— Source —
+===+

# What's your OTHER dream pet?



## yigcenuren

I've already got 1 of the 2 that I'd like which is my african grey parrot (remember I'm not counting poodles). I will put up pic's of my critters one of these days. But the other is one I've wanted since I was 8 years old. A horse!
Unfortunately I've had enough years to narrow it down to one particular breed and possible breeder. Akhal-Teke - Home 
Sigh...

Anyone else have a Dream Pet?


----------



## Fluffyspoos

Hm.. besides dogs there's not many things I think I'd want? Maybe a couple chickens, I don't know.


----------



## Marian

Fluffyspoos said:


> Hm.. besides dogs there's not many things I think I'd want? Maybe a couple chickens, I don't know.


Why chickens? So you can eggsploit them?

I can't think of any. If I could get any other pet at this very moment, I think it would be a toss-up between a powder puff crested and an Abyssinian cat. Or hey, as long as we're just wishing, maybe both.


----------



## Fluffyspoos

Eggs would be a bonus.. because I KNOW they would be free ranged eggs, obviously..

But I think they're cute C: I'd want a fancy chicken though.









Hi, I'm a fancy chicken.


OOOH! I know what my other dream pet would be. A falcon ^^ I'd LOVE to hunt with a falcon!


----------



## Marian

I once saw a falconer and his bird in Dubai. It was awesome! I remember wanting one then. 

Couldn't have one now because Teddy would probably annoy him so much that he would carry him off somewhere and I'd never see him again.


----------



## Fluffyspoos

Yeah, lol, the same would happen here.

Look! I found a poodle chicken!


----------



## plumcrazy

Besides dogs in general and standard poodles specifically, my "other" dream pet would also be equines (we have two, a QH and a Suffolk Punch) Their pictures are here: http://www.poodleforum.com/8-other-animals/3889-horses.html

I've always had cats too - which I love; and tried rabbits and cockatiels which weren't as glamorous as I had first hoped :lol: I've decided caged pets aren't my cup of tea and probably won't ever get another caged animal again as mine pass away - but bring on the dogs, cats and horses and I'm a happy girl!!

Barb


----------



## spoosrule

I also have an African Grey which has always been one of my dream pets. I would love to have a horse one day and have always wanted one. Other than that I just love dogs and always plan to have one lol.


----------



## flyingduster

I love birds, and rats, and rabbits, and and and.... but I'm sorta over caged animals now, I still have 3 rats, but I don't think I'll get any more for a while once they're gone (omg! 14 years of owning rats and I'm thinking of no more!??? Ugh)

+===+

— Available data —
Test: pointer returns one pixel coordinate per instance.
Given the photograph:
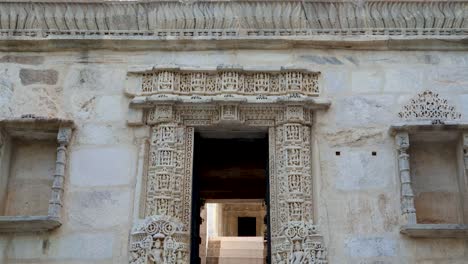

+===+

— To be done —
[1] Answer these from the dream pet thread:
(a) Which horse breed has yigcenuren narrowed the wish down to?
(b) In which city did Marian once see a falconer and his bird?
(c) How many rats does flyingduster still have?
[2] Turn the paragraph in the dream pet thread beginning "I've always had cats too" into a short bulleted list that keeps its main facts.
[3] Write the next post in the dream pet forum thread, following flyingduster's reply.

— The results —
[1]
(a) Akhal-Teke
(b) Dubai
(c) 3

[2]
- Has always had cats and loves them
- Tried rabbits and cockatiels, which weren't as glamorous as first hoped
- Has decided caged pets aren't for her and probably won't get another caged animal as the current ones pass away
- Is happy with dogs, cats and horses

[3]
I also love horses, and have had my wee boy for 12 years now, but I got him when we had our own land, now that he's grazing elsewhere I'm not in any desire to get another any time soon, though I can see myself being tempted if we get any land oneday.

Another animal I'd be tempted to get if we go back to a farm is goats. A pair of nubian milkers and I'd be in heaven, I *do* really really miss hand milking my cow every day, and I miss her soooo much and cry every time I go to visit still, but I don't *really* want the hassle of a cow or two either. A goat or two would suit me nicely though...

But dogs are my love and passion.


----------



## frostfirestandards

so this may seem nuts, but I always have wanted (although I know they don't exist) a miniature killer whale, like small enough to fit in an aquarium hwell::bird:hwell:


----------



## Feralpudel

Marian, I also have secret longings for a powder puff crested... I think they are adorable, and I've also seen them kick butt in Obedience and agility. 

I live in a city that doesn't allow them, but I would love to join the urban chicken movement and get a couple of layers. We eat a lot of eggs.


----------



## Winnow

I would love to have one snake.


----------



## 1Jurisdiva

Siamese cats. My parents have always had them, and there is no other type of cat for me!


----------



## yigcenuren

I'ts great to see that I'm not the only one who suffers from MPS (Multiple PET Syndrome). I prefer pets that don't have to be caged all the time, hence no fish in my future.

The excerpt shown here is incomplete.